Check each line below for the word "window", and copy those that have it.

Data records
--------------------
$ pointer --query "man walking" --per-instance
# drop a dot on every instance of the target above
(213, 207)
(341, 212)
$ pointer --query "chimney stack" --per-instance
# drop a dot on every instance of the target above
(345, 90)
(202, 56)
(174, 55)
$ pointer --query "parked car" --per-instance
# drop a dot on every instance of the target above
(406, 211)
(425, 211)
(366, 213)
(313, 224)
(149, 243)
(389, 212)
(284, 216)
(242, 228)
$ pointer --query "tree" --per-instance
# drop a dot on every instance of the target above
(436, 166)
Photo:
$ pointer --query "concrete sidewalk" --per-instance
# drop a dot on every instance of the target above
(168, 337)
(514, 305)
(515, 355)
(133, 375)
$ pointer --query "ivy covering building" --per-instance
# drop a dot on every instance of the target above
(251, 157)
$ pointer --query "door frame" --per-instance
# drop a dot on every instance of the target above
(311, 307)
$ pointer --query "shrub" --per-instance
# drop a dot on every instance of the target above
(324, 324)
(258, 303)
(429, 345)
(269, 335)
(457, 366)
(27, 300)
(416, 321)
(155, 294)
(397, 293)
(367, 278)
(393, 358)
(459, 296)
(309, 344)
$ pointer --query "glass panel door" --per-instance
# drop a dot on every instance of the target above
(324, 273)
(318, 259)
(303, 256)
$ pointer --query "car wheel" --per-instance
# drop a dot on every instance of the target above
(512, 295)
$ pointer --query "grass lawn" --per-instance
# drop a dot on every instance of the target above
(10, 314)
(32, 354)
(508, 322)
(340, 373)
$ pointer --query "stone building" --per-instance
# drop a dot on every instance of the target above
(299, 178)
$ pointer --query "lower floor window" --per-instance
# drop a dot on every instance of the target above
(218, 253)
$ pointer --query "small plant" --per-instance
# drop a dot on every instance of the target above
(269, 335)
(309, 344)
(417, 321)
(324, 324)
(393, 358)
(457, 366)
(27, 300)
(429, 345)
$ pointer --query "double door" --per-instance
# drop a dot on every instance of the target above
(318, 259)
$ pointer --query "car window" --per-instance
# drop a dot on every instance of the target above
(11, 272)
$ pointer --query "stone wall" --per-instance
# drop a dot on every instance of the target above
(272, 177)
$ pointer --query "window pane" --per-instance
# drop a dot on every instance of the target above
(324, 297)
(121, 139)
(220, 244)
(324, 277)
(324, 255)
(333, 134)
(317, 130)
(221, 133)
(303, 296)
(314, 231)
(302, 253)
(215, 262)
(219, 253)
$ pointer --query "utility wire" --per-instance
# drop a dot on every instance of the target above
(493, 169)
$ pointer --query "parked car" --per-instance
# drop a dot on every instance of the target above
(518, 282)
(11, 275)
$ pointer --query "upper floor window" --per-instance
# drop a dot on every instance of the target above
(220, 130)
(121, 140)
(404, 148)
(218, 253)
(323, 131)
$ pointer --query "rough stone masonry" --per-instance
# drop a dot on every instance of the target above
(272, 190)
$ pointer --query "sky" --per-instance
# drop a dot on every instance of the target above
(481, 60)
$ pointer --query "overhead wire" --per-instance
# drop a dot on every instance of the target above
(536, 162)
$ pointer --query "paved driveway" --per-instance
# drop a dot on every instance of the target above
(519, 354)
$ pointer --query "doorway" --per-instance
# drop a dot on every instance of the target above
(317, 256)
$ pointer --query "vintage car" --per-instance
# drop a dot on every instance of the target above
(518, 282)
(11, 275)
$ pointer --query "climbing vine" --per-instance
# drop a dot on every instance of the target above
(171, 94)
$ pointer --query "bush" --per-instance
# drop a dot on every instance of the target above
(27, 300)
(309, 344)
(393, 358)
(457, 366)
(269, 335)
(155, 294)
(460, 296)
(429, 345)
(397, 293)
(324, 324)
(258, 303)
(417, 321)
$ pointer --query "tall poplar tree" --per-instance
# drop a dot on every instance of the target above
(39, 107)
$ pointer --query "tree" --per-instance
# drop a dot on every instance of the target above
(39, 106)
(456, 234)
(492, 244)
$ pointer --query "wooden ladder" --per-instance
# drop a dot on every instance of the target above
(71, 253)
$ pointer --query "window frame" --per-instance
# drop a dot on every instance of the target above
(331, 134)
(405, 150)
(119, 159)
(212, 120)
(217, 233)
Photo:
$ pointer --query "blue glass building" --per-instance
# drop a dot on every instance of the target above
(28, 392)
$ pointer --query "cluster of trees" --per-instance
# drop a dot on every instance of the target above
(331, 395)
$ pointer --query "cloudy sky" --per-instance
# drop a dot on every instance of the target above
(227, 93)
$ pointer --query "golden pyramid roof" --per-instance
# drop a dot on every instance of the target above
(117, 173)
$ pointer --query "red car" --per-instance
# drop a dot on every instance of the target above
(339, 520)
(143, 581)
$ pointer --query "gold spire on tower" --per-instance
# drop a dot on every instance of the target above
--------------------
■ OUTPUT BELOW ■
$ pointer --query "lower floor window" --per-instance
$ pointer --query "car window" --per-instance
$ pointer --query "window pane" --per-instance
$ pointer --query "upper floor window" --per-instance
$ pointer --query "window frame" --per-instance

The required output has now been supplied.